Written task: Recast the lines below as a Markdown table with the columns Row and Line. Begin with the line containing "the balcony railing", continue through the line containing "top-left (14, 157), bottom-right (45, 165)", include only those lines, and omit any blank ones.

Records:

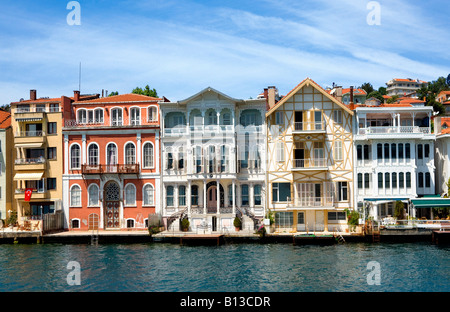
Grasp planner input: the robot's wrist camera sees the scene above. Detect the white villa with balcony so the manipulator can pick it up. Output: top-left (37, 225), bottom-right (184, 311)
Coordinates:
top-left (353, 104), bottom-right (436, 220)
top-left (160, 87), bottom-right (266, 232)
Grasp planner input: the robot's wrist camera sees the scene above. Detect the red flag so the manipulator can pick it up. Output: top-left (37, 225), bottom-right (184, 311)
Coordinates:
top-left (25, 188), bottom-right (33, 201)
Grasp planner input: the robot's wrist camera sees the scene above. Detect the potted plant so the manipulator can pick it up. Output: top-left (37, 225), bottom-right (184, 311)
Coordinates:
top-left (181, 218), bottom-right (190, 232)
top-left (233, 217), bottom-right (242, 231)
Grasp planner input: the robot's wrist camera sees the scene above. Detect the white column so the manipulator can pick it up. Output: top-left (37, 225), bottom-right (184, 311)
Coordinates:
top-left (203, 180), bottom-right (206, 214)
top-left (81, 134), bottom-right (86, 165)
top-left (216, 180), bottom-right (220, 214)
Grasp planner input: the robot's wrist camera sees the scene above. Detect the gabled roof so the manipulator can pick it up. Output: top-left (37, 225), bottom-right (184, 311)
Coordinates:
top-left (178, 87), bottom-right (242, 104)
top-left (266, 78), bottom-right (353, 117)
top-left (0, 110), bottom-right (11, 129)
top-left (74, 93), bottom-right (162, 104)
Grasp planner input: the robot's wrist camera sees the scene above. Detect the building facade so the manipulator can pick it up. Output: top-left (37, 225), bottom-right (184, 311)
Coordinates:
top-left (0, 110), bottom-right (14, 221)
top-left (161, 87), bottom-right (266, 232)
top-left (353, 103), bottom-right (436, 220)
top-left (266, 78), bottom-right (353, 232)
top-left (62, 94), bottom-right (162, 230)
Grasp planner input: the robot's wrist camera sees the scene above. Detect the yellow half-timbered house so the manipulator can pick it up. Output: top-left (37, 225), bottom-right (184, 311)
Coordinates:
top-left (266, 78), bottom-right (353, 232)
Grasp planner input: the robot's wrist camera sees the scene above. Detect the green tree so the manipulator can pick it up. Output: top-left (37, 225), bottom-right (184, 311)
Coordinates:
top-left (367, 91), bottom-right (384, 103)
top-left (359, 82), bottom-right (375, 94)
top-left (131, 85), bottom-right (158, 97)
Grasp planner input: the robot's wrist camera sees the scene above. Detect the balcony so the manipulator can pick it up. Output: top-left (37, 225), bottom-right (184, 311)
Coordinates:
top-left (292, 158), bottom-right (328, 170)
top-left (288, 196), bottom-right (334, 208)
top-left (292, 121), bottom-right (326, 134)
top-left (81, 164), bottom-right (139, 174)
top-left (14, 157), bottom-right (47, 170)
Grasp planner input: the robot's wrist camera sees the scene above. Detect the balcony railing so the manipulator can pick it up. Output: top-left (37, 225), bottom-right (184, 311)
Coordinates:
top-left (358, 126), bottom-right (431, 135)
top-left (291, 196), bottom-right (334, 207)
top-left (81, 164), bottom-right (139, 174)
top-left (292, 158), bottom-right (326, 169)
top-left (294, 121), bottom-right (325, 131)
top-left (15, 130), bottom-right (45, 137)
top-left (14, 157), bottom-right (45, 165)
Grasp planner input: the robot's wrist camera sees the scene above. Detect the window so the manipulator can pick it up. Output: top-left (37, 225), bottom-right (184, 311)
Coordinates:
top-left (337, 181), bottom-right (348, 201)
top-left (334, 110), bottom-right (342, 124)
top-left (111, 108), bottom-right (122, 126)
top-left (70, 185), bottom-right (81, 207)
top-left (166, 185), bottom-right (173, 207)
top-left (148, 106), bottom-right (158, 122)
top-left (125, 184), bottom-right (136, 206)
top-left (88, 144), bottom-right (98, 166)
top-left (272, 183), bottom-right (291, 202)
top-left (88, 184), bottom-right (98, 206)
top-left (275, 112), bottom-right (284, 125)
top-left (334, 141), bottom-right (342, 161)
top-left (143, 143), bottom-right (153, 168)
top-left (253, 184), bottom-right (262, 206)
top-left (417, 172), bottom-right (423, 187)
top-left (130, 107), bottom-right (141, 126)
top-left (241, 184), bottom-right (249, 206)
top-left (191, 185), bottom-right (198, 206)
top-left (277, 142), bottom-right (284, 162)
top-left (125, 143), bottom-right (136, 165)
top-left (143, 184), bottom-right (154, 206)
top-left (328, 211), bottom-right (346, 221)
top-left (178, 185), bottom-right (186, 206)
top-left (47, 147), bottom-right (56, 160)
top-left (275, 212), bottom-right (294, 228)
top-left (47, 122), bottom-right (57, 134)
top-left (94, 108), bottom-right (103, 123)
top-left (70, 144), bottom-right (81, 169)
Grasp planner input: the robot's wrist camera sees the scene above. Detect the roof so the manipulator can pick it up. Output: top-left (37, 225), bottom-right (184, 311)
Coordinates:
top-left (0, 110), bottom-right (11, 129)
top-left (73, 93), bottom-right (162, 104)
top-left (266, 78), bottom-right (353, 117)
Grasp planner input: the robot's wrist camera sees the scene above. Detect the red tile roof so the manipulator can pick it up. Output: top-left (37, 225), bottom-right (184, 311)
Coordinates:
top-left (0, 110), bottom-right (11, 129)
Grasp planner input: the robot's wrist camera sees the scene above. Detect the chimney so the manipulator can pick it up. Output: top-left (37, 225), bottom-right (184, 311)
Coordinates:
top-left (73, 90), bottom-right (80, 102)
top-left (267, 86), bottom-right (277, 109)
top-left (30, 90), bottom-right (37, 101)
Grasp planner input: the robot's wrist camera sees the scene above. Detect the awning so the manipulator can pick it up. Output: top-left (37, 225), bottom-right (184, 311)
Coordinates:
top-left (14, 143), bottom-right (44, 148)
top-left (14, 172), bottom-right (44, 181)
top-left (411, 198), bottom-right (450, 208)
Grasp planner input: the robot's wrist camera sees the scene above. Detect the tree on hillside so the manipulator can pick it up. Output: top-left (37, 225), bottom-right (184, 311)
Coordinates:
top-left (359, 82), bottom-right (375, 94)
top-left (131, 85), bottom-right (158, 97)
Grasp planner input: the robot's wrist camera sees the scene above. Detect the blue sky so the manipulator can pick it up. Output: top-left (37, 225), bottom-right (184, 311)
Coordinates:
top-left (0, 0), bottom-right (450, 104)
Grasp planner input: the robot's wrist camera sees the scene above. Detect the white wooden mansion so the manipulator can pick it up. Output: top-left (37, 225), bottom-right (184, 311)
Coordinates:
top-left (160, 87), bottom-right (266, 232)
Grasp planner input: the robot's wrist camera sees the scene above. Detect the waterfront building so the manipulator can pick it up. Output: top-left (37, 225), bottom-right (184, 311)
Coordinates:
top-left (161, 87), bottom-right (266, 232)
top-left (386, 78), bottom-right (428, 96)
top-left (434, 117), bottom-right (450, 196)
top-left (0, 110), bottom-right (13, 221)
top-left (352, 99), bottom-right (436, 220)
top-left (266, 78), bottom-right (354, 232)
top-left (11, 90), bottom-right (92, 228)
top-left (62, 92), bottom-right (162, 230)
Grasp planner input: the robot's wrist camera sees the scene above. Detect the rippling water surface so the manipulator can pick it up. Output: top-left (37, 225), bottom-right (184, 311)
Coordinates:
top-left (0, 243), bottom-right (450, 292)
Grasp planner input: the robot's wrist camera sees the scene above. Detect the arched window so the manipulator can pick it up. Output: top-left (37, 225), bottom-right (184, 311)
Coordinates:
top-left (143, 142), bottom-right (153, 168)
top-left (125, 183), bottom-right (136, 206)
top-left (111, 108), bottom-right (122, 126)
top-left (70, 144), bottom-right (81, 169)
top-left (88, 144), bottom-right (98, 166)
top-left (142, 184), bottom-right (155, 206)
top-left (88, 184), bottom-right (99, 206)
top-left (166, 185), bottom-right (173, 207)
top-left (125, 143), bottom-right (136, 165)
top-left (148, 106), bottom-right (158, 122)
top-left (130, 107), bottom-right (141, 126)
top-left (106, 143), bottom-right (117, 165)
top-left (70, 185), bottom-right (81, 207)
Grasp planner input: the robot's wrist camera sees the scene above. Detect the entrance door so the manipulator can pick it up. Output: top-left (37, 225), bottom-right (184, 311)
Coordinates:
top-left (104, 182), bottom-right (120, 228)
top-left (208, 186), bottom-right (217, 209)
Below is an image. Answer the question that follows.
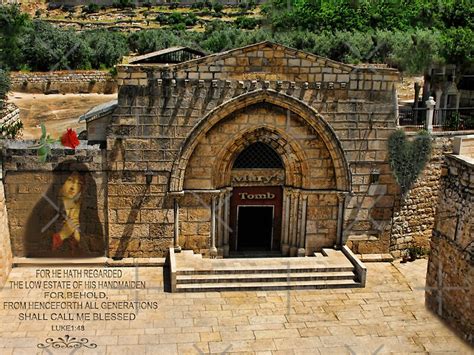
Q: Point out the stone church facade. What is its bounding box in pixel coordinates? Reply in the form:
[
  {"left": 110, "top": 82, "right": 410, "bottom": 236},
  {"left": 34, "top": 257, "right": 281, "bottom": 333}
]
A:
[{"left": 104, "top": 42, "right": 399, "bottom": 258}]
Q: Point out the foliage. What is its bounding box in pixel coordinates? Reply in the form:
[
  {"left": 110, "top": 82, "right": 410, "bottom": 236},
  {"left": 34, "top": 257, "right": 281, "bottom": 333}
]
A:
[
  {"left": 30, "top": 122, "right": 80, "bottom": 163},
  {"left": 212, "top": 1, "right": 224, "bottom": 13},
  {"left": 0, "top": 120, "right": 23, "bottom": 139},
  {"left": 82, "top": 2, "right": 101, "bottom": 14},
  {"left": 239, "top": 0, "right": 257, "bottom": 10},
  {"left": 23, "top": 20, "right": 92, "bottom": 71},
  {"left": 0, "top": 4, "right": 30, "bottom": 69},
  {"left": 234, "top": 16, "right": 260, "bottom": 30},
  {"left": 0, "top": 68, "right": 11, "bottom": 109},
  {"left": 0, "top": 0, "right": 474, "bottom": 77},
  {"left": 112, "top": 0, "right": 136, "bottom": 9},
  {"left": 80, "top": 30, "right": 129, "bottom": 68},
  {"left": 265, "top": 0, "right": 474, "bottom": 33},
  {"left": 388, "top": 130, "right": 431, "bottom": 196},
  {"left": 441, "top": 28, "right": 474, "bottom": 66}
]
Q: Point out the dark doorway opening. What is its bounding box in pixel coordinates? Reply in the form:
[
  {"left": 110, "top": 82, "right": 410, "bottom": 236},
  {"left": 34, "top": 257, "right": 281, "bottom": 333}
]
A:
[{"left": 237, "top": 206, "right": 273, "bottom": 251}]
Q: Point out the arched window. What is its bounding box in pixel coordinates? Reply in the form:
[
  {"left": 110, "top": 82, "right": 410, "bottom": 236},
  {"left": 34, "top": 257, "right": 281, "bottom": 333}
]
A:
[{"left": 233, "top": 142, "right": 283, "bottom": 169}]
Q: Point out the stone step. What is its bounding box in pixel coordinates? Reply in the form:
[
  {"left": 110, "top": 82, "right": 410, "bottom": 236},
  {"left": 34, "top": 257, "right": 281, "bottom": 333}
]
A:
[
  {"left": 176, "top": 280, "right": 362, "bottom": 292},
  {"left": 176, "top": 271, "right": 355, "bottom": 284},
  {"left": 176, "top": 265, "right": 354, "bottom": 275}
]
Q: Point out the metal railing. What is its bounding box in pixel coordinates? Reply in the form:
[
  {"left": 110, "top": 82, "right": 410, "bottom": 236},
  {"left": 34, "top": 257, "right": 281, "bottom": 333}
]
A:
[{"left": 398, "top": 107, "right": 474, "bottom": 131}]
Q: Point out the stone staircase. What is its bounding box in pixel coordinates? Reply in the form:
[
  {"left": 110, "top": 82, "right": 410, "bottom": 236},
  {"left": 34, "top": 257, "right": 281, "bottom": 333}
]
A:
[{"left": 170, "top": 249, "right": 365, "bottom": 292}]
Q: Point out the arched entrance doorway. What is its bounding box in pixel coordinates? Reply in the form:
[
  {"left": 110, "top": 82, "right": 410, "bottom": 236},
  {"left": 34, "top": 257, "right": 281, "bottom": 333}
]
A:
[
  {"left": 229, "top": 142, "right": 284, "bottom": 255},
  {"left": 169, "top": 92, "right": 350, "bottom": 257}
]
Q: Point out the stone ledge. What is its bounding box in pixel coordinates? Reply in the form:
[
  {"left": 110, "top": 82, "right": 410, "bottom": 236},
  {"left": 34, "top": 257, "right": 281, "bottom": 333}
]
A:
[
  {"left": 356, "top": 253, "right": 395, "bottom": 263},
  {"left": 13, "top": 256, "right": 165, "bottom": 267}
]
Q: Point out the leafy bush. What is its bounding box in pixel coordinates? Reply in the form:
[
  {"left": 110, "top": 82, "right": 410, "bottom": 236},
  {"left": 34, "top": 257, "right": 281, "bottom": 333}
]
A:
[
  {"left": 81, "top": 30, "right": 129, "bottom": 68},
  {"left": 0, "top": 69, "right": 11, "bottom": 108},
  {"left": 82, "top": 2, "right": 101, "bottom": 14},
  {"left": 112, "top": 0, "right": 136, "bottom": 9},
  {"left": 212, "top": 1, "right": 224, "bottom": 14},
  {"left": 0, "top": 5, "right": 31, "bottom": 69},
  {"left": 0, "top": 120, "right": 23, "bottom": 139},
  {"left": 22, "top": 21, "right": 92, "bottom": 71},
  {"left": 234, "top": 16, "right": 260, "bottom": 30},
  {"left": 388, "top": 130, "right": 431, "bottom": 196}
]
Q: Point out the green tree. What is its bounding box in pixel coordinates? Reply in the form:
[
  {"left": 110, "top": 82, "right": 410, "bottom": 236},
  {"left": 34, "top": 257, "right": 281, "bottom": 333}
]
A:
[
  {"left": 22, "top": 20, "right": 92, "bottom": 71},
  {"left": 0, "top": 4, "right": 31, "bottom": 69},
  {"left": 80, "top": 30, "right": 129, "bottom": 68},
  {"left": 0, "top": 68, "right": 11, "bottom": 109}
]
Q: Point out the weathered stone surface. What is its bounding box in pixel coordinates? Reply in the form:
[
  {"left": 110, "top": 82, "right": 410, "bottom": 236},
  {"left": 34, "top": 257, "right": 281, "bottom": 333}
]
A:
[{"left": 426, "top": 156, "right": 474, "bottom": 344}]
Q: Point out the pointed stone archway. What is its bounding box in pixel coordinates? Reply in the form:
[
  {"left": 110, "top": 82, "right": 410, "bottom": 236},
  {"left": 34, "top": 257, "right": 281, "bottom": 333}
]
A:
[{"left": 169, "top": 90, "right": 351, "bottom": 256}]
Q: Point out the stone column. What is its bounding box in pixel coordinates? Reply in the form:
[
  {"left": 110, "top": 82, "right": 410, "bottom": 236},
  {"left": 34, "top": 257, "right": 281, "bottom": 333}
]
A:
[
  {"left": 336, "top": 193, "right": 346, "bottom": 249},
  {"left": 223, "top": 188, "right": 232, "bottom": 256},
  {"left": 298, "top": 194, "right": 308, "bottom": 256},
  {"left": 281, "top": 189, "right": 291, "bottom": 256},
  {"left": 289, "top": 191, "right": 299, "bottom": 256},
  {"left": 425, "top": 96, "right": 439, "bottom": 133},
  {"left": 173, "top": 197, "right": 181, "bottom": 253},
  {"left": 209, "top": 195, "right": 217, "bottom": 258},
  {"left": 216, "top": 191, "right": 224, "bottom": 249}
]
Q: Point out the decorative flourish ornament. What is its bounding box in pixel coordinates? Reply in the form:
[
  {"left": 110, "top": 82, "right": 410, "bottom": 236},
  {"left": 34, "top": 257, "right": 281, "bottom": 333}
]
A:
[{"left": 37, "top": 335, "right": 97, "bottom": 349}]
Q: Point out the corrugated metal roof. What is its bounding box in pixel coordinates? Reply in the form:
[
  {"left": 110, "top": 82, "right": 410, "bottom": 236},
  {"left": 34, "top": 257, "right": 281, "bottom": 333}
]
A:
[
  {"left": 129, "top": 47, "right": 206, "bottom": 64},
  {"left": 79, "top": 99, "right": 118, "bottom": 122}
]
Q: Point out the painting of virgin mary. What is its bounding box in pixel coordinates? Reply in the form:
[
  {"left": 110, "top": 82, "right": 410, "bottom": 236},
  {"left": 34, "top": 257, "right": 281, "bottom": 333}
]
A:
[{"left": 25, "top": 160, "right": 105, "bottom": 258}]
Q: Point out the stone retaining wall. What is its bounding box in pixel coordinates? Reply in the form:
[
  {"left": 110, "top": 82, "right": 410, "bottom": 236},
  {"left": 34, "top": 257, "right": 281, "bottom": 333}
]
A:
[
  {"left": 10, "top": 70, "right": 117, "bottom": 94},
  {"left": 426, "top": 155, "right": 474, "bottom": 344},
  {"left": 390, "top": 132, "right": 472, "bottom": 257},
  {"left": 0, "top": 154, "right": 12, "bottom": 288}
]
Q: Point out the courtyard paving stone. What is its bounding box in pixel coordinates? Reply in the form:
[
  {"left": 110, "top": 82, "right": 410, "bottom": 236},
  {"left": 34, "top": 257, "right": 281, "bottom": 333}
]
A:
[{"left": 0, "top": 260, "right": 473, "bottom": 355}]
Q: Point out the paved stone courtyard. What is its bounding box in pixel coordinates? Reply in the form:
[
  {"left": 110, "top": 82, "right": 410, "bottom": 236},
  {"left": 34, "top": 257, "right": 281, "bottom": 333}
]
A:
[{"left": 0, "top": 260, "right": 472, "bottom": 354}]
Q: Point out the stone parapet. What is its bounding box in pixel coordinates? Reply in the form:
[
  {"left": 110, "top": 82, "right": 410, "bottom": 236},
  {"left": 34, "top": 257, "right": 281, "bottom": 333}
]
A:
[
  {"left": 10, "top": 70, "right": 117, "bottom": 94},
  {"left": 426, "top": 155, "right": 474, "bottom": 344},
  {"left": 0, "top": 154, "right": 12, "bottom": 288}
]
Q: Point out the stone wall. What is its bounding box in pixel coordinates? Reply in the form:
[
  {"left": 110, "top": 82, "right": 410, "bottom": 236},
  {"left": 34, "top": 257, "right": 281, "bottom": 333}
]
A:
[
  {"left": 3, "top": 141, "right": 107, "bottom": 257},
  {"left": 390, "top": 132, "right": 472, "bottom": 257},
  {"left": 390, "top": 134, "right": 453, "bottom": 257},
  {"left": 107, "top": 43, "right": 398, "bottom": 256},
  {"left": 10, "top": 70, "right": 117, "bottom": 94},
  {"left": 0, "top": 161, "right": 12, "bottom": 288},
  {"left": 426, "top": 155, "right": 474, "bottom": 344}
]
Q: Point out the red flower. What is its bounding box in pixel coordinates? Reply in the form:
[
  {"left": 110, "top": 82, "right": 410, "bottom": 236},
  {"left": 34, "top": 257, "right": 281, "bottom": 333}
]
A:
[{"left": 61, "top": 128, "right": 80, "bottom": 149}]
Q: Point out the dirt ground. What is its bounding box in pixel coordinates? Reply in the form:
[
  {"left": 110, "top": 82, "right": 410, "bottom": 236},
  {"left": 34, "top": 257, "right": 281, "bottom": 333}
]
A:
[{"left": 8, "top": 92, "right": 117, "bottom": 139}]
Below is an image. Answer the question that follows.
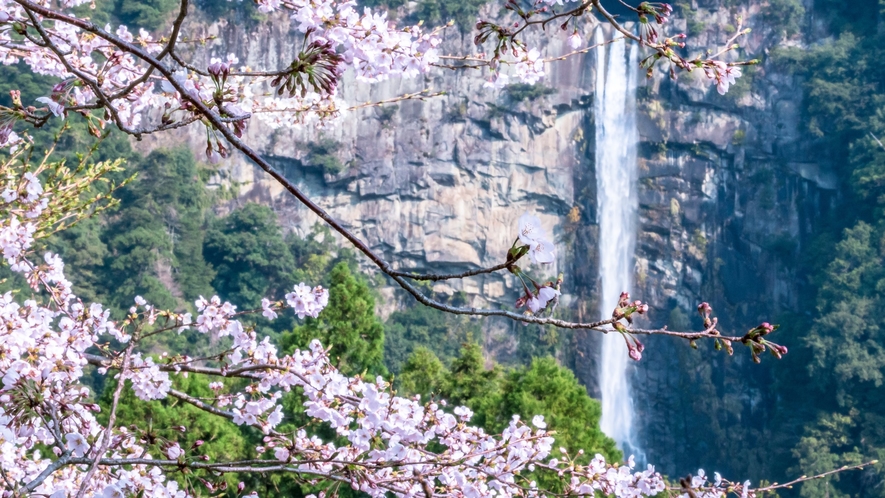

Right answer:
| Row | Line |
|---|---|
| 1 | Grasp planner input: the robot's wrist camera sees the scene above. Detect the balcony railing so the manipulator can pick it up. Output: top-left (37, 225), bottom-right (184, 311) |
| 2 | Coordinates: |
| 3 | top-left (358, 126), bottom-right (431, 135) |
| 4 | top-left (291, 196), bottom-right (334, 207) |
| 5 | top-left (81, 164), bottom-right (139, 174) |
| 6 | top-left (292, 158), bottom-right (326, 169) |
| 7 | top-left (294, 121), bottom-right (325, 131) |
| 8 | top-left (15, 130), bottom-right (45, 137) |
| 9 | top-left (14, 157), bottom-right (45, 165) |